(Exercise goal):
Copy the rows below word for word, starting at the line that contains "Locate the straw" and continuing through the end of the rows, both ends included.

(Records for the exercise):
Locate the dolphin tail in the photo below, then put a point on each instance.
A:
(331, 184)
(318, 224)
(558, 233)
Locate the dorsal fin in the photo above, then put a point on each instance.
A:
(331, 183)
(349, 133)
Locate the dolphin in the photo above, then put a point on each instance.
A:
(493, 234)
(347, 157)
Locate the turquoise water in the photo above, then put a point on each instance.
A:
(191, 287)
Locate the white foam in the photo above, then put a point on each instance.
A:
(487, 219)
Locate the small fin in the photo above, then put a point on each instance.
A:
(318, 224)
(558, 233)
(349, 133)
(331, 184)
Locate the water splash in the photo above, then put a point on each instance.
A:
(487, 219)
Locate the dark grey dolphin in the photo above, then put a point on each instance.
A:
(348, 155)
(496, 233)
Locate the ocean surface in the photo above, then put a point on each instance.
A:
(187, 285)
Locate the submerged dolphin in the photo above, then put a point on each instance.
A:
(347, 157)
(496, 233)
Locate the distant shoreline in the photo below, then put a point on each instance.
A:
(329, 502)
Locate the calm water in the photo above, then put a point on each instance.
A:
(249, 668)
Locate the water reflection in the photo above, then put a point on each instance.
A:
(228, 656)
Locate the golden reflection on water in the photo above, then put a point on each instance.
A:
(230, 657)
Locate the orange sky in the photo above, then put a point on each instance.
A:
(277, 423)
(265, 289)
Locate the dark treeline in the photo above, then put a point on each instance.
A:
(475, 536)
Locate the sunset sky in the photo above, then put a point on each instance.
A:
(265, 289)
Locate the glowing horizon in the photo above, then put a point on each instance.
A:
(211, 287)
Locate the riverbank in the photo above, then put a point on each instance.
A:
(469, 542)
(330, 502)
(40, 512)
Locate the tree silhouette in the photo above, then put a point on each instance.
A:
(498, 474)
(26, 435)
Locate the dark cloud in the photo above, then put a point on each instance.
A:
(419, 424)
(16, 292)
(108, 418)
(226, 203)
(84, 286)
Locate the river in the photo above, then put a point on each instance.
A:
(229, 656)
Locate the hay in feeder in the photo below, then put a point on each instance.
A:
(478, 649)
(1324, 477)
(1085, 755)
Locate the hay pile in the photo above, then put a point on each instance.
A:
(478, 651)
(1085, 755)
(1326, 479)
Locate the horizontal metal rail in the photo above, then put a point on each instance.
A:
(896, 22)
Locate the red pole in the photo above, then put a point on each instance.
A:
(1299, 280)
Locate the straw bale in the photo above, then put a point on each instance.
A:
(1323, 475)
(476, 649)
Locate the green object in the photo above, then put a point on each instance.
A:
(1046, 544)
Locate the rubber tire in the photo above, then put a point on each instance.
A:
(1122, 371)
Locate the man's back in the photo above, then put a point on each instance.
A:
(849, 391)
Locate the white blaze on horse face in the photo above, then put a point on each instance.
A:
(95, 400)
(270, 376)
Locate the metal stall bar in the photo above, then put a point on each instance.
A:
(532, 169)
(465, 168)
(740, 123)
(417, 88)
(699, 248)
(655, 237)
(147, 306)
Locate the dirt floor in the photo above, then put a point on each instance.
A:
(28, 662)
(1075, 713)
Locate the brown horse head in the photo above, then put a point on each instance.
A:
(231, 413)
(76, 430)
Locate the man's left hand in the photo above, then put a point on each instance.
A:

(Correct result):
Locate the straw bale in the photo above, then put a point on each instance.
A:
(1323, 475)
(476, 649)
Locate the green object in the photo above, then put a point on each instance.
A:
(1046, 544)
Locate the rubber tire in the photo above, then put a point on each instance.
A:
(1122, 371)
Locate the man's back in the photo above, then put a point on each instance.
A:
(849, 391)
Locate the white blaze on horse face in the photo above, then put a point on each instance.
A:
(95, 400)
(270, 376)
Locate the metal stall bar in the photo above, then put a point on each instance.
A:
(532, 169)
(465, 168)
(740, 123)
(417, 88)
(699, 248)
(655, 237)
(147, 306)
Locate the dirt floor in the photo above, then put a point on each instance.
A:
(28, 662)
(1075, 713)
Locate the brown horse head in the photo above, then put a point on each instance.
A:
(231, 413)
(76, 430)
Locate the man's left hand in the photo above, then put a point on each instance.
A:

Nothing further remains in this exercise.